● Em que consiste
Reescreva o trecho dos dados que começa na linha que contém "Look at the photograph above. For each instance of the seated" e termina na linha que contém "x=111, y=129", substituindo "photograph" por "image" e mantendo todo o resto igual.

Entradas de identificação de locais
::::::::::

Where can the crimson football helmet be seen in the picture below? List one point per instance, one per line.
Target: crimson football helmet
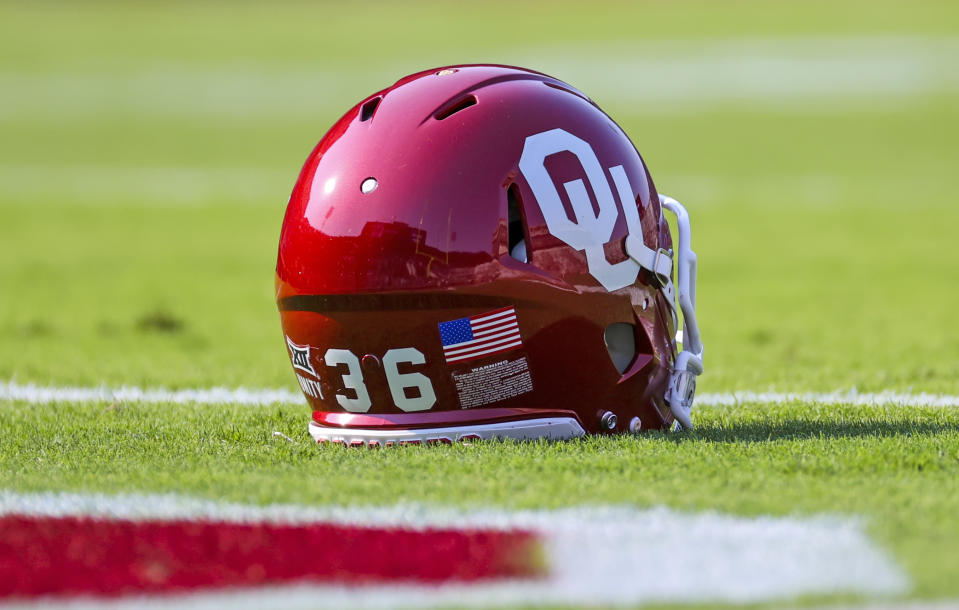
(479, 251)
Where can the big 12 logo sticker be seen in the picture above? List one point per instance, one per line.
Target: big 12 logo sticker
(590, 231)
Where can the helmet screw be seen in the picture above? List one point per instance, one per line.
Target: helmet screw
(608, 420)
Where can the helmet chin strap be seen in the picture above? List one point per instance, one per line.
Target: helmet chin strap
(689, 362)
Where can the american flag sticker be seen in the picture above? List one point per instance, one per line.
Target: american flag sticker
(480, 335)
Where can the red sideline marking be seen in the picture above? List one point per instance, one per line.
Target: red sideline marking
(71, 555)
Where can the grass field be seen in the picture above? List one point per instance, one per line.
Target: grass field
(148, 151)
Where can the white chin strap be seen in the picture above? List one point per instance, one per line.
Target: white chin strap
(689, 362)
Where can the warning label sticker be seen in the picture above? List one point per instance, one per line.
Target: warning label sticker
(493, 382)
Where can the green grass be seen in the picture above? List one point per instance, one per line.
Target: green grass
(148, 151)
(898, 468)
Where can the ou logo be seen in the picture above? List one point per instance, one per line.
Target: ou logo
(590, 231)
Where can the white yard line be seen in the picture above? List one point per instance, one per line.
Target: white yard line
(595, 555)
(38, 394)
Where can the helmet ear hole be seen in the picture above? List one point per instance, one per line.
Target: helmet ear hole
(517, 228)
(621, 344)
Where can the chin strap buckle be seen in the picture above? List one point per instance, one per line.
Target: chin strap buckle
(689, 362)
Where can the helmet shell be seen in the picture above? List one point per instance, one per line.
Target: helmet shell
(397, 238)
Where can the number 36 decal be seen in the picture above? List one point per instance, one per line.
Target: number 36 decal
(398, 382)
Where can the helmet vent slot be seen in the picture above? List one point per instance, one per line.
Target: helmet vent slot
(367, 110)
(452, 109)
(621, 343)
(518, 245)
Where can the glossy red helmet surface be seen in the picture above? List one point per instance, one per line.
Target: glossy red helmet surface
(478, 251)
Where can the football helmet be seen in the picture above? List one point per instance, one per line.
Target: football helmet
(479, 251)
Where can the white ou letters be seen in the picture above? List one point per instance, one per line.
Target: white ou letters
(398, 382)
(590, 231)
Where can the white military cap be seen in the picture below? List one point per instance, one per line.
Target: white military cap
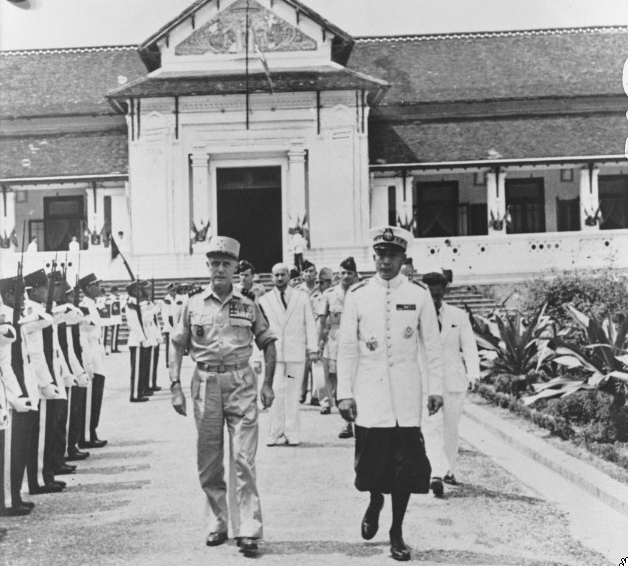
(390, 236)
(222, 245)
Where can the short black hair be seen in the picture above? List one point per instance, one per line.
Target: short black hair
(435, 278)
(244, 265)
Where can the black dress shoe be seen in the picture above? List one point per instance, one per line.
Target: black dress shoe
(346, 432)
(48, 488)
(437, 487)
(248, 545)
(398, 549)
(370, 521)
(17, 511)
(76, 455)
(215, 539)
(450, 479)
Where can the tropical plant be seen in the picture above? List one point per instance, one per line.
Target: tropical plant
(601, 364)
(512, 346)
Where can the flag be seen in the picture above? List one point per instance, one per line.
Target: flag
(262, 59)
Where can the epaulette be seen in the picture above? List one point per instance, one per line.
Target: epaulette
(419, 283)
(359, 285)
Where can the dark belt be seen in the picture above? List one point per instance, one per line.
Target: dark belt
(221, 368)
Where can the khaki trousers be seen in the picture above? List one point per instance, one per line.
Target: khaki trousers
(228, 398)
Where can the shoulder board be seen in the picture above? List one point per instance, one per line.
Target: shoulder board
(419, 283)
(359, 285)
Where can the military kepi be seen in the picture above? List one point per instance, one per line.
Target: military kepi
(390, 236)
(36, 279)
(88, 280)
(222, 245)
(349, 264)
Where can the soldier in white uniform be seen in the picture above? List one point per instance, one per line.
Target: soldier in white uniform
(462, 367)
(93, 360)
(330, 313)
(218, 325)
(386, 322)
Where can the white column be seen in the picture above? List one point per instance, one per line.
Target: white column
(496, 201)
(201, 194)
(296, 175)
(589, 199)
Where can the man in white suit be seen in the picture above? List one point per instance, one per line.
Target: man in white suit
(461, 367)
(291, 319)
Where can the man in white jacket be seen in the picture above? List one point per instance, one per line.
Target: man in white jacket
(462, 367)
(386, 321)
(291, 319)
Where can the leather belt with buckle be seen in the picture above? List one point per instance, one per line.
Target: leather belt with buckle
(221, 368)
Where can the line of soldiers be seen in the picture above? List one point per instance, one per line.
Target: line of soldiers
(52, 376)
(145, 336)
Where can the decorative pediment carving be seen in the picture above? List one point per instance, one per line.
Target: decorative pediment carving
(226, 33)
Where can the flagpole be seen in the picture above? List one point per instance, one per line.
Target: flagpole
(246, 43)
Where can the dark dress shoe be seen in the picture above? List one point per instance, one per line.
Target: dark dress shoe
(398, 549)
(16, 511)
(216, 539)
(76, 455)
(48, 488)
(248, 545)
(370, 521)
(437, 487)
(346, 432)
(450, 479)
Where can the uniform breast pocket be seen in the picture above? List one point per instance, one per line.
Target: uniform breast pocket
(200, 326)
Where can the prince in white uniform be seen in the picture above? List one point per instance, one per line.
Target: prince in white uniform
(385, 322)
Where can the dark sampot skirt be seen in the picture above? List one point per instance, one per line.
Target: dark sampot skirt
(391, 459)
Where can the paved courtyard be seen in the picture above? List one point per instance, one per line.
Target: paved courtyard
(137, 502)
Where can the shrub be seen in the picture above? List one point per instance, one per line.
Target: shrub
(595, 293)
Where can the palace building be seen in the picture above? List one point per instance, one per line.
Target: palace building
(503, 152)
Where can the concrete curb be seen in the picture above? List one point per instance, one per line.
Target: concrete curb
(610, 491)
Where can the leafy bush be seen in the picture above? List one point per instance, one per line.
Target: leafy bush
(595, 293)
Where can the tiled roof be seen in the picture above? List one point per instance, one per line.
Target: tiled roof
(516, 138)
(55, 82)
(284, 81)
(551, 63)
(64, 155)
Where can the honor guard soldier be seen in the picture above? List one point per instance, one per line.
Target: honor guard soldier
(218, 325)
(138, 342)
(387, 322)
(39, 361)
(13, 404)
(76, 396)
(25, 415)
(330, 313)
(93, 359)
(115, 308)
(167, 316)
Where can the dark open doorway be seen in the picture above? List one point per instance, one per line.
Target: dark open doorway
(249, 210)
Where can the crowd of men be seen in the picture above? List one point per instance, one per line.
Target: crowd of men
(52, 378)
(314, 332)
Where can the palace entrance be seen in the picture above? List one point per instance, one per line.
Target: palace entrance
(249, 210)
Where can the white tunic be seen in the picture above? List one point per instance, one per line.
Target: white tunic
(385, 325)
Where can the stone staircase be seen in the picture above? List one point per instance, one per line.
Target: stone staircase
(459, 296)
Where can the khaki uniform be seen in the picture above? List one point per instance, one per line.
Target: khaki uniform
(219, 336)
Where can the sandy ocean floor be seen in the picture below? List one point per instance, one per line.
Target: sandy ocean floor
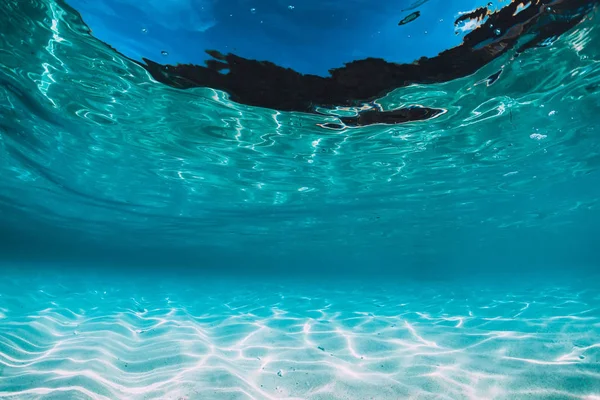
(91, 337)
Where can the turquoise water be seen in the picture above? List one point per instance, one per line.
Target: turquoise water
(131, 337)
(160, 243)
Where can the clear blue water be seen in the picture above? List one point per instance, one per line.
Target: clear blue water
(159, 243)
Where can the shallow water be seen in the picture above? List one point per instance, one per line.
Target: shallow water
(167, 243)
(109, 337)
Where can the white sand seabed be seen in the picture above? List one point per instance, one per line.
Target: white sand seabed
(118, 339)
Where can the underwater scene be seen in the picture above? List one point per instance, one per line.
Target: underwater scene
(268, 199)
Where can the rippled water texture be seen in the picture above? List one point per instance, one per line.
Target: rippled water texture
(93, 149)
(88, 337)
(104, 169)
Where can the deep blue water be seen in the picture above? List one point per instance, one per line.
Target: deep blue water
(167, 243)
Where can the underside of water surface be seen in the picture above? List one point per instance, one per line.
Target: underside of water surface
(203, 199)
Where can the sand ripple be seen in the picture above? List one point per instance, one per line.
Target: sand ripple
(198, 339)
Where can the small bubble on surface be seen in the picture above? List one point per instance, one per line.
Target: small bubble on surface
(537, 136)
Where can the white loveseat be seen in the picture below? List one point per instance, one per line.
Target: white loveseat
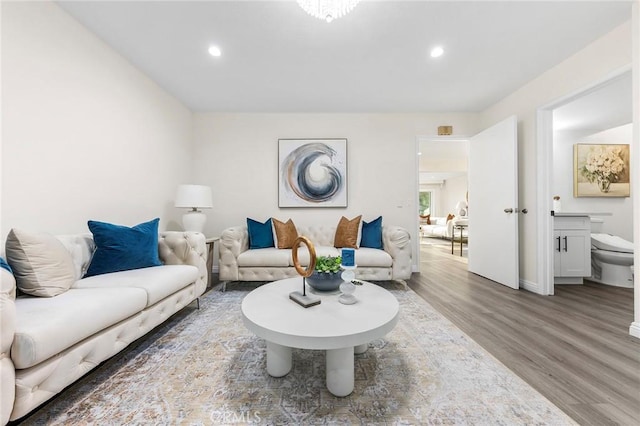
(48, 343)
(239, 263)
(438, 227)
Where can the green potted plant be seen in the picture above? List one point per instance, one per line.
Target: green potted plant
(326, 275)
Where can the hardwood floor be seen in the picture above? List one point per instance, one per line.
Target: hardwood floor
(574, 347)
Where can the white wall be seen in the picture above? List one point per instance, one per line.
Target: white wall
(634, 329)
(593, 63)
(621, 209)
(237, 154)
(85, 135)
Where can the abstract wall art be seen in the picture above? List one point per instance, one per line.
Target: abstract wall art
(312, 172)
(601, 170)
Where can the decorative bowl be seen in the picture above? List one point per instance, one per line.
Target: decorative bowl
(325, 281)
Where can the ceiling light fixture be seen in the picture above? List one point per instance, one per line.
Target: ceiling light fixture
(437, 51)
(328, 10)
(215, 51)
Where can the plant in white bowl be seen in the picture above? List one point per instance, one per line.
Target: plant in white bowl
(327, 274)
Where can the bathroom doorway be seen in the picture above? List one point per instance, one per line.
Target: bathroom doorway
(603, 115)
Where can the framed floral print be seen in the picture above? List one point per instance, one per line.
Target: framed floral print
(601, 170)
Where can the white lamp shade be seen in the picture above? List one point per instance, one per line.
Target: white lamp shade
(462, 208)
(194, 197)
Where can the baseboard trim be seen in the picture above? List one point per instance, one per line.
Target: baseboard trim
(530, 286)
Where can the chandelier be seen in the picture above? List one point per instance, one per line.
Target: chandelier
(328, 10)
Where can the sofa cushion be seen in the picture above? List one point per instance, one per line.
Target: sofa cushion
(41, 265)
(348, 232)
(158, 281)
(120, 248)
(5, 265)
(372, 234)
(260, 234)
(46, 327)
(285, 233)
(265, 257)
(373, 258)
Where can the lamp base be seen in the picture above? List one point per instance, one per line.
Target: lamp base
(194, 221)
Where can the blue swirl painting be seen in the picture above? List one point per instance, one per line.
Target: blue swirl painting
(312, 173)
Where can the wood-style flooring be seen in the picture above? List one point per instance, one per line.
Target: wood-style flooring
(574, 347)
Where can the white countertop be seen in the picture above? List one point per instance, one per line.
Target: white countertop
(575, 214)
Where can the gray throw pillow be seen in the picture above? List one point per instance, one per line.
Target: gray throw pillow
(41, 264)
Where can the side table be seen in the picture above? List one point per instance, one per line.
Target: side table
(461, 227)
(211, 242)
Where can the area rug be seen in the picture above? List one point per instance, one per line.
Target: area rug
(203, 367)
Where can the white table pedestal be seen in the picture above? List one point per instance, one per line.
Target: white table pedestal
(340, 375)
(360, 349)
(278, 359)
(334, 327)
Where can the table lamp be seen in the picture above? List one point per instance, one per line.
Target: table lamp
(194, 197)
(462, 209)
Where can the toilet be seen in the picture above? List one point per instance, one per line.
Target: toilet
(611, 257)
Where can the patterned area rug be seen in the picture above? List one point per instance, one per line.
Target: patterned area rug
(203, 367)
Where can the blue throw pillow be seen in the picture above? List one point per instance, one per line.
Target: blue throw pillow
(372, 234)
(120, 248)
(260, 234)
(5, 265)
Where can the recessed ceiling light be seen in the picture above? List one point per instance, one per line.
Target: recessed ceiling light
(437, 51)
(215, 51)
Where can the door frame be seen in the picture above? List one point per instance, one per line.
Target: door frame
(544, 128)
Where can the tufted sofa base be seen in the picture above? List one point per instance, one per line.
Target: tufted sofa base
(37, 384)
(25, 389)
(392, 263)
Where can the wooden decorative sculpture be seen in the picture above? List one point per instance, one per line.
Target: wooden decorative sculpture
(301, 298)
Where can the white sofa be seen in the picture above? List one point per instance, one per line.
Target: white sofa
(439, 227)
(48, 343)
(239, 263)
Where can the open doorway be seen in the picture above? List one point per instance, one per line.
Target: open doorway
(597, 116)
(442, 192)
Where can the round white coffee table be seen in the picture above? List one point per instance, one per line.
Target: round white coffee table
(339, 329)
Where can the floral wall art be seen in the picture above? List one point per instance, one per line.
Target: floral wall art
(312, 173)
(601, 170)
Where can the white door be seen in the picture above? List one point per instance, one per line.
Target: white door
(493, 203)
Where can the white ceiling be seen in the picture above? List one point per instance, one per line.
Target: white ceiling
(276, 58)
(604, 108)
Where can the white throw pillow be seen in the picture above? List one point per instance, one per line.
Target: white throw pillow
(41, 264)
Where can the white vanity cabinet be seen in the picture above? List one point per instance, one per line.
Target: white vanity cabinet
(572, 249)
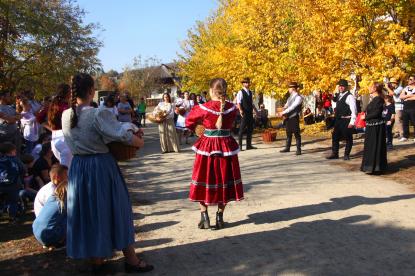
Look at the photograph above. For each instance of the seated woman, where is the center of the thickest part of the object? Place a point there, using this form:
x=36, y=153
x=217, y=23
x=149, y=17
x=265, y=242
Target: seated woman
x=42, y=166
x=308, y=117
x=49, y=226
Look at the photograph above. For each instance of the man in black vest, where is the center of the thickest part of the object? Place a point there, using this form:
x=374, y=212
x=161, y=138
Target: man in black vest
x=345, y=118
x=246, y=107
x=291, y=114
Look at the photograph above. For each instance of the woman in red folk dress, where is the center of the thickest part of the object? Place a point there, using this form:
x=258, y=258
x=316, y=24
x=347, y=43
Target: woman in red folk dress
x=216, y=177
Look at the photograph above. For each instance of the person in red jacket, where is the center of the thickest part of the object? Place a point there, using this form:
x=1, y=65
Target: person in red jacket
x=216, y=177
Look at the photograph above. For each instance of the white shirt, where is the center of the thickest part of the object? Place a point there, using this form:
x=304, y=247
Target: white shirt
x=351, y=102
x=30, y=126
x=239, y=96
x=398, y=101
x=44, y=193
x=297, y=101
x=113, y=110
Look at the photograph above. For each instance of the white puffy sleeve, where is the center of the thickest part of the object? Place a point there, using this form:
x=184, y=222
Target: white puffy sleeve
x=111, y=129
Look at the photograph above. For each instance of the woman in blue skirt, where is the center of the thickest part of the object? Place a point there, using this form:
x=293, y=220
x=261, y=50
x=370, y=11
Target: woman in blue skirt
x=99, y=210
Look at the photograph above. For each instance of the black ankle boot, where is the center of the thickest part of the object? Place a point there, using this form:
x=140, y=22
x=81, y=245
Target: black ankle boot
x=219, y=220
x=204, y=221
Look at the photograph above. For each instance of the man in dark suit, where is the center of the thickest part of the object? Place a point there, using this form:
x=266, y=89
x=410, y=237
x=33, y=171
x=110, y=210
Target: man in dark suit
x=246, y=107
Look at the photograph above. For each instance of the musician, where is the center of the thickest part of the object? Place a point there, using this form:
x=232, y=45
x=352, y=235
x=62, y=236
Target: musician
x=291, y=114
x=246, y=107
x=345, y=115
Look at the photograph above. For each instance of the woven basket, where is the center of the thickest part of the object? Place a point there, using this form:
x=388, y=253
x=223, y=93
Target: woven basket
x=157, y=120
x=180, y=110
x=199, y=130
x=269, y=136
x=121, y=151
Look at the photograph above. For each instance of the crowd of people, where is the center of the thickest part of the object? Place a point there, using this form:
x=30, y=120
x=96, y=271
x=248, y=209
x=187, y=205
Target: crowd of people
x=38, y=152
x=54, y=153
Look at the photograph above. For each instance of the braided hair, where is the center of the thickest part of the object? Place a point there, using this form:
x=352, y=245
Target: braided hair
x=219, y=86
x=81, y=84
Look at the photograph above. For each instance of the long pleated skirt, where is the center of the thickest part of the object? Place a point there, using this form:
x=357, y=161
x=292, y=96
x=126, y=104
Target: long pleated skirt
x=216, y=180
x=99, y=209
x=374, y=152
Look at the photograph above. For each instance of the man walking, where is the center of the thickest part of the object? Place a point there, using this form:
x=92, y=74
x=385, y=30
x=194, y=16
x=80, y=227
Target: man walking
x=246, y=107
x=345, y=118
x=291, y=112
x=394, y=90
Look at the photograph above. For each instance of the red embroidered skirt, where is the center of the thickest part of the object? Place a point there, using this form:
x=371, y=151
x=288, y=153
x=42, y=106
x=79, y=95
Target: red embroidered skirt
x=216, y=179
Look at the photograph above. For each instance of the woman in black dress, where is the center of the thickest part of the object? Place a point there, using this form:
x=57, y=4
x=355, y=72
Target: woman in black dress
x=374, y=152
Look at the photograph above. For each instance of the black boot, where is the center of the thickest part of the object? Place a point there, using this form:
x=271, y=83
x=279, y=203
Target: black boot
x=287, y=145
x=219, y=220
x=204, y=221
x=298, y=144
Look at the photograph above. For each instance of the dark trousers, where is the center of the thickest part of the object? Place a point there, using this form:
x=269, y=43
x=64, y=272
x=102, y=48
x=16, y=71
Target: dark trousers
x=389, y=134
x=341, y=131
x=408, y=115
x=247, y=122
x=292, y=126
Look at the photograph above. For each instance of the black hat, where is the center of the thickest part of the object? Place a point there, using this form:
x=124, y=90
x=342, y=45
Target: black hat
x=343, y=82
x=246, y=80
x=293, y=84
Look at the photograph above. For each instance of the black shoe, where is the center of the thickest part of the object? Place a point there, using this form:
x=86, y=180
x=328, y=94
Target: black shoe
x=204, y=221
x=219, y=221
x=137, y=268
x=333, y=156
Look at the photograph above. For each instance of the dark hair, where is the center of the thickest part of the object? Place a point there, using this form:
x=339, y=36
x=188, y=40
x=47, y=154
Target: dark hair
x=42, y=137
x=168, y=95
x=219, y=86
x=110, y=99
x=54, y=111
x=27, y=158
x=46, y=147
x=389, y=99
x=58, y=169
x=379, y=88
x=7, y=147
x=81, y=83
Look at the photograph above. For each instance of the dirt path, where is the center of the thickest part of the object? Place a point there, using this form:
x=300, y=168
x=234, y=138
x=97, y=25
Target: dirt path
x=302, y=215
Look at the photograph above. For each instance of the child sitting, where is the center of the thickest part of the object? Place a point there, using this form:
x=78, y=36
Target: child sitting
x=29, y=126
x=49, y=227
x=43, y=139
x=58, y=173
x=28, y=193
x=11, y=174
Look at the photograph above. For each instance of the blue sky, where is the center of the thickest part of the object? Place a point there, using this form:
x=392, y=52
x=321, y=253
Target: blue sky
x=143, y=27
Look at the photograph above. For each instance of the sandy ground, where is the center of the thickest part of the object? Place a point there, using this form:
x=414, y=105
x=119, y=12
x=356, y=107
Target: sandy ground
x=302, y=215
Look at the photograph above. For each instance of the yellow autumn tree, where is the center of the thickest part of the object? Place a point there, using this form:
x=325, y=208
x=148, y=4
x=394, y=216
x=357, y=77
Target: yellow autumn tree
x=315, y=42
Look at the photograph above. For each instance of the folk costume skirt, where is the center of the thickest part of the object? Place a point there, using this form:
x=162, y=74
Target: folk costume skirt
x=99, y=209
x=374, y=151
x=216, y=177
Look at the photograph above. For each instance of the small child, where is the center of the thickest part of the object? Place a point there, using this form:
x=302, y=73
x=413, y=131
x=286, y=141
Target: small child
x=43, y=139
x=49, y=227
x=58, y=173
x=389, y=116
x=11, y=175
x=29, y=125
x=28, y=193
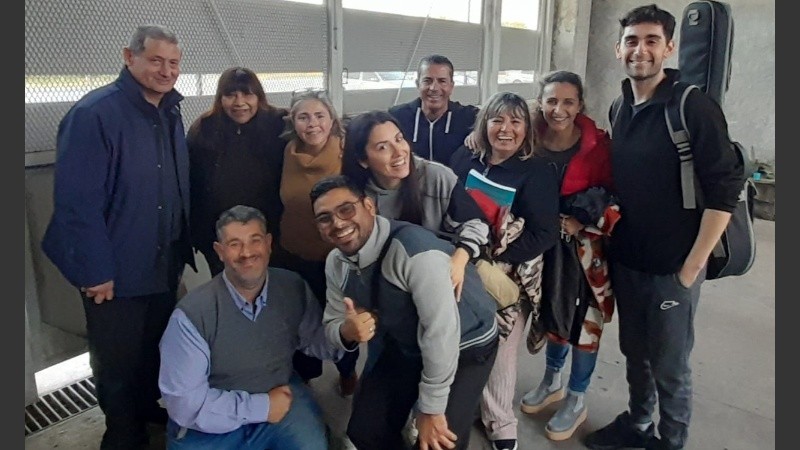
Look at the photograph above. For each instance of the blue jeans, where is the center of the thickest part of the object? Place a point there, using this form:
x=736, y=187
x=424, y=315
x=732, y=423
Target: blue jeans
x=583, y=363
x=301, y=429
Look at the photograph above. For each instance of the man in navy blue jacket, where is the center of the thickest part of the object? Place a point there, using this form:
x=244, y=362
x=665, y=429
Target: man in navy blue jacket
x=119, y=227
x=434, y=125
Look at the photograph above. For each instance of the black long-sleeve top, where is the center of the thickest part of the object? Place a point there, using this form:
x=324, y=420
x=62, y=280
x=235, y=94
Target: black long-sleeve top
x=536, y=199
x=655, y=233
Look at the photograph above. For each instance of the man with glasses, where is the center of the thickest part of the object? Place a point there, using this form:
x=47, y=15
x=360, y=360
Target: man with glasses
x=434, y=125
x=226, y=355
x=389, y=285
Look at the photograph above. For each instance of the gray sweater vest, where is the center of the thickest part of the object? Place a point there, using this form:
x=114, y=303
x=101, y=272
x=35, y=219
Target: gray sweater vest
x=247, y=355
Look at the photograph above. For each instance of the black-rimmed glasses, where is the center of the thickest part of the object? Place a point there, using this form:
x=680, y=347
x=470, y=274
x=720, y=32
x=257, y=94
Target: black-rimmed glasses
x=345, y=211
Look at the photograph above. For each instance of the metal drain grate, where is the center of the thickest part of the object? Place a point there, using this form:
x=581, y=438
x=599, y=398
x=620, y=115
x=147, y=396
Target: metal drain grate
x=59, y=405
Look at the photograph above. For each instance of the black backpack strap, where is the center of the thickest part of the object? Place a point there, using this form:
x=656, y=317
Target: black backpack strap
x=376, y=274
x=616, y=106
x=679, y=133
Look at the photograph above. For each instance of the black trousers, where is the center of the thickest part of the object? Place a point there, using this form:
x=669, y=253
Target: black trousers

::::::::::

● Resposta
Look at the image above. For each instance of the seated woman, where is the center of the thickest part of the object? Place a point there, using this form:
x=36, y=153
x=217, y=23
x=149, y=17
x=265, y=242
Target: seated woman
x=42, y=166
x=308, y=117
x=49, y=226
Look at the image above. For each instance of the man in black vest, where is the center of the thickest part of the object? Place a point there, using this form:
x=374, y=212
x=161, y=138
Target: man in black vest
x=345, y=118
x=246, y=107
x=291, y=114
Look at the image above. For each instance of the woman in red folk dress, where is the center of the thickest part of the object? Place a point there, using this form:
x=258, y=258
x=316, y=24
x=347, y=43
Target: woman in red folk dress
x=216, y=177
Look at the image above. For each instance of the person in red jacket, where is the center of the thickest part of the object? Place a point there, using this form:
x=1, y=65
Target: person in red jacket
x=216, y=177
Look at the image above. For each instance of the white shirt, where is the center of the thickest part of the object? Place a point there, using this form:
x=304, y=247
Target: white shirt
x=351, y=102
x=30, y=126
x=239, y=96
x=398, y=101
x=44, y=193
x=297, y=101
x=113, y=110
Look at the image above. For each instance of the white puffy sleeve, where is the center of the thickest part of the object? Place a point there, using this form:
x=184, y=222
Target: white puffy sleeve
x=111, y=129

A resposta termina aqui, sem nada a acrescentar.